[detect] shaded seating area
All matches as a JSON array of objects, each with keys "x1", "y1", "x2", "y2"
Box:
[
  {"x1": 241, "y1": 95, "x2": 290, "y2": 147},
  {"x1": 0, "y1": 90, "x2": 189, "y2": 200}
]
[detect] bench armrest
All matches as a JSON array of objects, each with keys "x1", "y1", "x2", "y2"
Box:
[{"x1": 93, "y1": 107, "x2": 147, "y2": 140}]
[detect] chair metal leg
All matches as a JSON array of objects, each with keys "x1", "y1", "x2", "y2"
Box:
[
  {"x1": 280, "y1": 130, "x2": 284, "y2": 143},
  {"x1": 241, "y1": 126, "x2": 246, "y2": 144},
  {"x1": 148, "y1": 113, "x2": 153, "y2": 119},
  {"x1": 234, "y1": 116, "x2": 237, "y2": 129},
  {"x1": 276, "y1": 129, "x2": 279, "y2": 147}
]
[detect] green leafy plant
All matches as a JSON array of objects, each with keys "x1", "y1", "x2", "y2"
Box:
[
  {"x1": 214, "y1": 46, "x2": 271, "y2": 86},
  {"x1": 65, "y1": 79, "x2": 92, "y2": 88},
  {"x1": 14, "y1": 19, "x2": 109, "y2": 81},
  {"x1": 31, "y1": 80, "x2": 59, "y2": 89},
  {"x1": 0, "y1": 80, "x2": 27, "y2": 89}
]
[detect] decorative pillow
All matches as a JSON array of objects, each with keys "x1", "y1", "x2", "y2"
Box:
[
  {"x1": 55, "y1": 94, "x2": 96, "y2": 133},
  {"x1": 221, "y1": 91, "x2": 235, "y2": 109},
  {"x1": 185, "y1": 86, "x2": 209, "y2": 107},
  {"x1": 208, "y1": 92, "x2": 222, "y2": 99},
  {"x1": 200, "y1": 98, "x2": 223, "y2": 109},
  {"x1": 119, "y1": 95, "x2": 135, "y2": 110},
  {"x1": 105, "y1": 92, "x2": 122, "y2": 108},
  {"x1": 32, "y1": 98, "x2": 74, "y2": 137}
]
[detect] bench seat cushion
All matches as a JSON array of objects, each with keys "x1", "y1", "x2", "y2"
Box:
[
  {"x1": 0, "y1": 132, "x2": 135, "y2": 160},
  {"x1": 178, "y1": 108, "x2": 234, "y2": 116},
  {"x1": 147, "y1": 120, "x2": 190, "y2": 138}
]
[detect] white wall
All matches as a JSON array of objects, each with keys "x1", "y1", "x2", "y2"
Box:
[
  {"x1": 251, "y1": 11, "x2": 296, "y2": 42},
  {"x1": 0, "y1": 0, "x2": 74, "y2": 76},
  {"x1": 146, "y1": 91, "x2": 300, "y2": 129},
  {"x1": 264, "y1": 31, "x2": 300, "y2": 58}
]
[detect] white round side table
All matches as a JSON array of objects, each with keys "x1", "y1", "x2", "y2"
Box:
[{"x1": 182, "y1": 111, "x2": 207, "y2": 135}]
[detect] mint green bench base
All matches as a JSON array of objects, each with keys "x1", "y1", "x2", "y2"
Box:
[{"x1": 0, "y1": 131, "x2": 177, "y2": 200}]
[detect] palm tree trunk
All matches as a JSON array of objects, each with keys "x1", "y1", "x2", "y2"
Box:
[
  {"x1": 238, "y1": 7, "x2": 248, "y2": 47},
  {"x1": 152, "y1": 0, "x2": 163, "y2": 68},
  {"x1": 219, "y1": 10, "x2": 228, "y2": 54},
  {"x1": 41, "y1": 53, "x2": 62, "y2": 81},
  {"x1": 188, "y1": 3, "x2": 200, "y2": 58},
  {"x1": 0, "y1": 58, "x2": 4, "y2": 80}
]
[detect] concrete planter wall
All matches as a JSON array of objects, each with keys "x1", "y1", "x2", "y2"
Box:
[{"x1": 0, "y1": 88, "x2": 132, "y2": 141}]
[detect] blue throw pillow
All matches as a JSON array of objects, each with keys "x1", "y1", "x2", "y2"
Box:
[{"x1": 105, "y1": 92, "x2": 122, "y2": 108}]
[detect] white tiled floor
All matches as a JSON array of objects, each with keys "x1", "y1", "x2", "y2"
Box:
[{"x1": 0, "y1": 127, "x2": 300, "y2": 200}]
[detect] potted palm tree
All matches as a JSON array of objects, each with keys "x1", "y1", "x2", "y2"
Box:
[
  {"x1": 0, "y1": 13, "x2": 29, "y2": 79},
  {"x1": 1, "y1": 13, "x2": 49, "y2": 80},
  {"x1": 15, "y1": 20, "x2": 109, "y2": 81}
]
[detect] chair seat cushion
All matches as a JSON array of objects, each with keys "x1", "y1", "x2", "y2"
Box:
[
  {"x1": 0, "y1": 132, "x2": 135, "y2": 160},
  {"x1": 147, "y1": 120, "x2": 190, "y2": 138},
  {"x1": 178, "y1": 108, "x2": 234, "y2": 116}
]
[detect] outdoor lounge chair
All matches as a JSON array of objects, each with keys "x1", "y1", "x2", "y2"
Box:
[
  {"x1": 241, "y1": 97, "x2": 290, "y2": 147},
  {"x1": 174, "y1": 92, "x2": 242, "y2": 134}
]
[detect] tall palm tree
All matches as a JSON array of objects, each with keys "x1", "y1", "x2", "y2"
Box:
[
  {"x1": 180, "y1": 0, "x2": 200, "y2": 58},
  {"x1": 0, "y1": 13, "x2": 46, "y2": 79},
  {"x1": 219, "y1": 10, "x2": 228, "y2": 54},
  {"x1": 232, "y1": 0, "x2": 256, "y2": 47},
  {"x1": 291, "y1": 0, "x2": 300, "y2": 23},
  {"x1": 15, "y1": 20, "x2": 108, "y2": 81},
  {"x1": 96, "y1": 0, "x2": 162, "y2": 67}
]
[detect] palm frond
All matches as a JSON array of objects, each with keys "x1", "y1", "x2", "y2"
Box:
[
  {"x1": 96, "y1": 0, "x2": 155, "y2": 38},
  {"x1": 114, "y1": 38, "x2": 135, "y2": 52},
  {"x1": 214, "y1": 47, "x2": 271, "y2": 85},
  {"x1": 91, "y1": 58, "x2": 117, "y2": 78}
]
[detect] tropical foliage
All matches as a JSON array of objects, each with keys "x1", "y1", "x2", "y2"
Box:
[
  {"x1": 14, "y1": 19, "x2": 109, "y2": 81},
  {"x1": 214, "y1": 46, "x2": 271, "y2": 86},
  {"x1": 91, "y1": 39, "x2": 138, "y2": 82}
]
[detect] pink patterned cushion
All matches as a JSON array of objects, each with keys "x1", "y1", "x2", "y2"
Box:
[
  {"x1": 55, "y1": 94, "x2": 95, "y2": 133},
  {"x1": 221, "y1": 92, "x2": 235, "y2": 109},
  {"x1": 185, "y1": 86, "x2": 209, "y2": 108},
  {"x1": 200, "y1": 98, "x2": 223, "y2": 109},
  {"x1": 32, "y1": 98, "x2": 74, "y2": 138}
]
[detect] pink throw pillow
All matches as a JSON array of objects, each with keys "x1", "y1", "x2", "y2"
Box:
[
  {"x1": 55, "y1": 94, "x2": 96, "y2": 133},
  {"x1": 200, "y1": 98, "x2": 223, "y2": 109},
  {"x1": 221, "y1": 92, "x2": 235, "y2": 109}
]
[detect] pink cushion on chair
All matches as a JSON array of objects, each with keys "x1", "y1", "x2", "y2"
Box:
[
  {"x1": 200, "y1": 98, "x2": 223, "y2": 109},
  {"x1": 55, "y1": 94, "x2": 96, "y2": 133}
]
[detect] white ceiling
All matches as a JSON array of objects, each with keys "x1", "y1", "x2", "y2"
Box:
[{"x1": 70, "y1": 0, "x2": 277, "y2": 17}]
★ ★ ★ ★ ★ ★ ★
◆ **Problem description**: Starting at the line containing "[detect] pink cushion on chair" and ending at the final line of the listing, render those lines as a Markdown table with columns Row and Text, one line per row, skipping blank lines.

◆ **Exercise output**:
| Row | Text |
|---|---|
| 1 | [detect] pink cushion on chair |
| 2 | All matches as a JSON array of objects, each with keys "x1", "y1", "x2", "y2" |
| 3 | Box: |
| 4 | [ |
| 5 |   {"x1": 200, "y1": 98, "x2": 223, "y2": 109}, |
| 6 |   {"x1": 55, "y1": 94, "x2": 96, "y2": 133} |
| 7 | ] |
| 8 | [detect] white ceiling |
| 9 | All matches as a JSON array of objects, each with keys "x1", "y1", "x2", "y2" |
| 10 | Box: |
| 11 | [{"x1": 70, "y1": 0, "x2": 277, "y2": 17}] |